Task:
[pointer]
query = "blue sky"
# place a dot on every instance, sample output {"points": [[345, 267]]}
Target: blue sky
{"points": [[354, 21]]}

** Exercise goal **
Reproduce each of the items above line for line, with no changes.

** Output of the task **
Task:
[pointer]
query = "blue sky"
# place a dot on every instance, sample output {"points": [[345, 267]]}
Target: blue sky
{"points": [[354, 21]]}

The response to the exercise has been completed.